Модена

В Модене началась золотая осень, светит солнце, понедельник и все закрыто, даже Дуомо, поэтому здесь я просто гуляю, «знакомлюсь с городом», «беру на пробу».

Меня, некстати, всегда интриговало это магазинное выражение – «взять на пробу». Что оно значит? Какие обязательства накладывает на говорящего? Папа у меня, как я помню с советских еще времен, любит так объясняться в продуктовых.

Штука в том, что это выражение более всего подходит к ситуации стабильности и товарного изобилия – когда продуктов много и они разнообразные, то можно по чуть-чуть заступать на незнакомую территорию. Эмилия-Романья считается кулинарным центром (а Болонья – кулинарной столицей) Италии, и в супермаркетах действительно приходится ломать голову над бесконечными стеллажами и витринами ветчин и сыров, рыбных и молочных товаров.

Каждый день я беру какие-то новые сорта и марки, время от времени возвращаясь к проверенным. Пасту, кстати, взял за все время путешествия лишь один раз – еще в Равенне, боже ж мой, как давно и далеко это было. Но сорт попался неудачный (слегка ржаной, жестковатый), из-за чего все еще вожу эту постоянно крошащуюся в багажнике упаковку с собой.

В детстве, а рос я впечатлительным ребенком, мне казалось, что если покупатель объявляет при всех: «Беру на пробу», – то назавтра он должен взять то же самое. Типа один раз попробовал, теперь можно взять полную порцию. То, что товар может не понравиться, в голову не приходило: в СССР воспитывали немного иначе.

Ну или как минимум отчитаться о результатах дегустации.


***

В Модене – вновь бабье лето. Солнце лезет в глаза и даже в уши, плещется там, отфыркивается, создает контрастные тени деревьям и троллейбусным проводам (троллейбусы в Модене истошно-желтые). На въезде в город долго едешь мимо городского колумбария, далее следует сильно разросшаяся петитная часть, где можно бросить машину на бесплатной стоянке и пойти мимо школ и институтов, автовокзала и рынка в центр центра, который встречает людей Дворцом музеев – то есть выставляя художественные и исторические собрания в качестве эпиграфа к исторической своей части. Дверь во Дворец музеев, кстати, открыта, в кассе сидит дядечка, который разводит руками: «В понедельник все музеи Италии не работают». Чтобы уже точно никакой лазейки.

Что сделать: Напишите продолжение заметок о прогулке по Модене, начиная сразу после последней фразы. Записи к этому никакого отношения не имеют.

Выдержки из данных:
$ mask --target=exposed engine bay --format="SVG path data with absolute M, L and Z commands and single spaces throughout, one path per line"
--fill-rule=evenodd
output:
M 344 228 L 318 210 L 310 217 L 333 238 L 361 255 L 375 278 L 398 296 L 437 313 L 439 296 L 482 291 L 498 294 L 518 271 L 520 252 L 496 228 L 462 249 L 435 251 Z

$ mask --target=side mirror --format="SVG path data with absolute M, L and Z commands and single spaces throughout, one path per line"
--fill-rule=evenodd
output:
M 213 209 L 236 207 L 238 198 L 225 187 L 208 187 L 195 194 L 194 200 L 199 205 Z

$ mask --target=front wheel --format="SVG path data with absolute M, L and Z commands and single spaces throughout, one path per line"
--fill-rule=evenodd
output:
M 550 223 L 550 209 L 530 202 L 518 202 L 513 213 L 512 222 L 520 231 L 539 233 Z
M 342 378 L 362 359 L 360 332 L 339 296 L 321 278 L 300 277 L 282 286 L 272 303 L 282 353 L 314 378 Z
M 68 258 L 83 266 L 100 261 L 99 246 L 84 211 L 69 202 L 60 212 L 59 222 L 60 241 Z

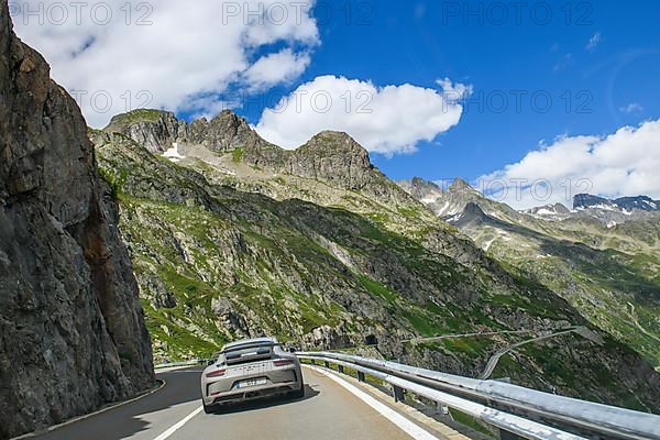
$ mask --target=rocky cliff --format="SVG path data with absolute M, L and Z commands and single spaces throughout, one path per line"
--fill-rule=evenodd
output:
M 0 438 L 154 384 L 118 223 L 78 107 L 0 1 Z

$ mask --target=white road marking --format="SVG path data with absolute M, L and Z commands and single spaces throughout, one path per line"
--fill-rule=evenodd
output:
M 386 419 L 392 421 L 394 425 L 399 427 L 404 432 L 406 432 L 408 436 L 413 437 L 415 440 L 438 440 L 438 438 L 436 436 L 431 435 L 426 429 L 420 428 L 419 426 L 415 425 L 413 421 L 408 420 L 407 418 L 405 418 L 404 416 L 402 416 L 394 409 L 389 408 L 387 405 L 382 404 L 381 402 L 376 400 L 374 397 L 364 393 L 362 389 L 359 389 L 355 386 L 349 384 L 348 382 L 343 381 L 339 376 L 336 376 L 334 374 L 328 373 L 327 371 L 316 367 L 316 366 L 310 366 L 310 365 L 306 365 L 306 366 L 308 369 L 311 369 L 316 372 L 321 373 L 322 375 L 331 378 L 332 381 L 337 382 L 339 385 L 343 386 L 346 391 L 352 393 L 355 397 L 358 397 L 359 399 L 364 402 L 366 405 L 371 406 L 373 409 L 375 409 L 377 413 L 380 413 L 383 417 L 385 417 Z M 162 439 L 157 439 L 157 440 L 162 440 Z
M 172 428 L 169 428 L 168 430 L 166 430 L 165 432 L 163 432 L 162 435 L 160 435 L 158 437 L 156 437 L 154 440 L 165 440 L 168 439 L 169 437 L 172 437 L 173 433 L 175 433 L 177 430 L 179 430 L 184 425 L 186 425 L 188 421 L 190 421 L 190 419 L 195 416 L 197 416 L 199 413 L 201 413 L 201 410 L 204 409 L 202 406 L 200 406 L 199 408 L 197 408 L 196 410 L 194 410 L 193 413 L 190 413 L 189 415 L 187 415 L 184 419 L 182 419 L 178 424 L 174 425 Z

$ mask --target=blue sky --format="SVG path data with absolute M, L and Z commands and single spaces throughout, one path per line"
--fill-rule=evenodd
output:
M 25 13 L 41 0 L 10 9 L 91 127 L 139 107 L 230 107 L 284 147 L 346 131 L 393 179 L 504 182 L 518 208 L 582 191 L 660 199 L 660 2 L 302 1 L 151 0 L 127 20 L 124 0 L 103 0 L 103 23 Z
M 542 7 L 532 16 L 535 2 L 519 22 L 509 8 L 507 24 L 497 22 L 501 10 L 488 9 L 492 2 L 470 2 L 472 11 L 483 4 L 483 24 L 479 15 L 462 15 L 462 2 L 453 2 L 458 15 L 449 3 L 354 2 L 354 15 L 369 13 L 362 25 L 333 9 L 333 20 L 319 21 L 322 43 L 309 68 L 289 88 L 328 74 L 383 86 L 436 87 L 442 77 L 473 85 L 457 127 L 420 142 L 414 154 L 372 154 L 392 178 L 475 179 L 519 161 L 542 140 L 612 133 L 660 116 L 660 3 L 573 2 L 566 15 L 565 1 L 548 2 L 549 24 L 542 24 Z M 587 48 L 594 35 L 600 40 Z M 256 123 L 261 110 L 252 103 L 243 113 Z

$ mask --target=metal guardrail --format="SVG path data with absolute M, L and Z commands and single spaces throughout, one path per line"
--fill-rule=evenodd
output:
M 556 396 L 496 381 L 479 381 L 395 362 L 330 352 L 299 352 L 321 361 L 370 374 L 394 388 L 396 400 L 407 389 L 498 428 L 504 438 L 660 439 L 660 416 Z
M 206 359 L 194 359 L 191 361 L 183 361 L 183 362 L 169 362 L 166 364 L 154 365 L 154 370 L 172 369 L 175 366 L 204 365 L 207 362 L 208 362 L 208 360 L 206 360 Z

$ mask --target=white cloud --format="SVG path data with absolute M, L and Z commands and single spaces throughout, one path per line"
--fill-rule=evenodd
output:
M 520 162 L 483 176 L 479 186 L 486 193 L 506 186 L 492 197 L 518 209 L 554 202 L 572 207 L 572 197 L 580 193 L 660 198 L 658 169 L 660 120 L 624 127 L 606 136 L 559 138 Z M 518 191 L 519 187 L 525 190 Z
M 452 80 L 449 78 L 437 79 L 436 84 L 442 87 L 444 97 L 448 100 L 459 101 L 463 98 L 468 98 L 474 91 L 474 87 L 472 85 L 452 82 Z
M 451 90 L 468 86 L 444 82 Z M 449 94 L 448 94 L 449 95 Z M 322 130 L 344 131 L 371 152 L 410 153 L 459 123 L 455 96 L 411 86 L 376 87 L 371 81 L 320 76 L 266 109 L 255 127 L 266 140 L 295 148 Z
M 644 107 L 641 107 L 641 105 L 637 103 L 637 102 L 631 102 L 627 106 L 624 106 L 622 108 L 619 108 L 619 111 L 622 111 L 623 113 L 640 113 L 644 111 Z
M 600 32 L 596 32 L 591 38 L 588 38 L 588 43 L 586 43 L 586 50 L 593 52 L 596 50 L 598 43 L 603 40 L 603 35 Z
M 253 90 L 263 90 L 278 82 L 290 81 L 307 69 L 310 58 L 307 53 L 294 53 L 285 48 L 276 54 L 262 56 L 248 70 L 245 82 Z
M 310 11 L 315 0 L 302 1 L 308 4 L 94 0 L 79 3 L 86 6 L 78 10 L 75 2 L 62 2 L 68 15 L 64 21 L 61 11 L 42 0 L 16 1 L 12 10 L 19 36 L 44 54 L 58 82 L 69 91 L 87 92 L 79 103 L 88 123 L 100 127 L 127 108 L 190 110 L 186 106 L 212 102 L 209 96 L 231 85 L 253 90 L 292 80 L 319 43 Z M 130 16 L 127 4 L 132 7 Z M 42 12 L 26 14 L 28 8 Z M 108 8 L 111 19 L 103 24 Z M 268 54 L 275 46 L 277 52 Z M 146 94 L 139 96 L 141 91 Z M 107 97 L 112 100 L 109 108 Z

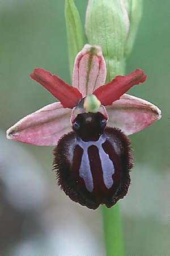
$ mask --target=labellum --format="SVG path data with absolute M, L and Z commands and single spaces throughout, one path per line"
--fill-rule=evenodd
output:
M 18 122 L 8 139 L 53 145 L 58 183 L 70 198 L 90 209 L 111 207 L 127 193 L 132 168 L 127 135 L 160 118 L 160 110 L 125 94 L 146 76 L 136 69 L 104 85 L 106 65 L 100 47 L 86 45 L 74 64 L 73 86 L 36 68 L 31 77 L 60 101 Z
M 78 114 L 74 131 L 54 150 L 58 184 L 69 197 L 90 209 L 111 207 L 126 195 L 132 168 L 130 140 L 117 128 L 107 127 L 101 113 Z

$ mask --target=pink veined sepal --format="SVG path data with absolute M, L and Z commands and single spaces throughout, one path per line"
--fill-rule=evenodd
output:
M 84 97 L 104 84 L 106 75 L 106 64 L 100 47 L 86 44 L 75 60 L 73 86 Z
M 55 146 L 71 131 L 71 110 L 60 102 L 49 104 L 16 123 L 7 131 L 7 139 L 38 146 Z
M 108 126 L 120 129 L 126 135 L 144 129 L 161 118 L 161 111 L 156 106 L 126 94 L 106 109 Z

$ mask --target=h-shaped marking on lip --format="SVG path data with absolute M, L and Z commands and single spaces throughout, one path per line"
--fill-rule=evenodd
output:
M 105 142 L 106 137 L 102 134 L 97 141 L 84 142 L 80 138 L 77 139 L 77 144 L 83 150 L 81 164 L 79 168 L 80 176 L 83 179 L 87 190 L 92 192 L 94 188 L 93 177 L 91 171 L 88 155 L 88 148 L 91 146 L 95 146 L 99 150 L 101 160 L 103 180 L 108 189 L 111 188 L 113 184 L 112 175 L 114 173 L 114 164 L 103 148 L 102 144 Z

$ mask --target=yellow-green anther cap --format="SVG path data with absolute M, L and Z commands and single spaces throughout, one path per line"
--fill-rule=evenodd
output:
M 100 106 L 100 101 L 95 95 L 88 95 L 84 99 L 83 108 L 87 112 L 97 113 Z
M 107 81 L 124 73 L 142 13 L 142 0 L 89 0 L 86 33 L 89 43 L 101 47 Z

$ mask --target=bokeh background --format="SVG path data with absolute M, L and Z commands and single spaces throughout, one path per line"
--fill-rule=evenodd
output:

Ответ:
«Посмотрите, – говорит дядечка, – римские древности в зимнем саду и дворах палаццо, у нас этих камней как гуталина. Но сегодня – только это». Тут он снова разводит руками, разговор окончен.

Прежде чем попасть к Дуомо и к Палаццо Дукале (оно в Модене чуть ли не самое большое в стране – стоит на горделивой площади, внутренне отчужденное от города, чтобы образовалось внезапно у зрителя ощущение декоративного задника, за который разумом проникнуть уже невозможно), я свернул не туда и забрел в фешенебельный, как мне с голодных глаз показалось, район старинных двухэтажных особняков, где солнечная осень выходит особенно живописной. Уютной. Правда, комфорт этот такого сорта, что его ни одна камера не возьмет. С собой ничего отсюда не унесешь, даже снимка.

А потом была Кафедральная площадь, такая же, как во всех итальянских городах со скелетами. Такая, да не такая, так как великий моденский собор затейливо разнообразен. Сбоку от собора отслаивается Музей Дуомо, связанный с ним перемычками контрфорсов и с опасно накренившейся колокольней. Сама площадь скромная, тихая, отдыхает от трудов праведных.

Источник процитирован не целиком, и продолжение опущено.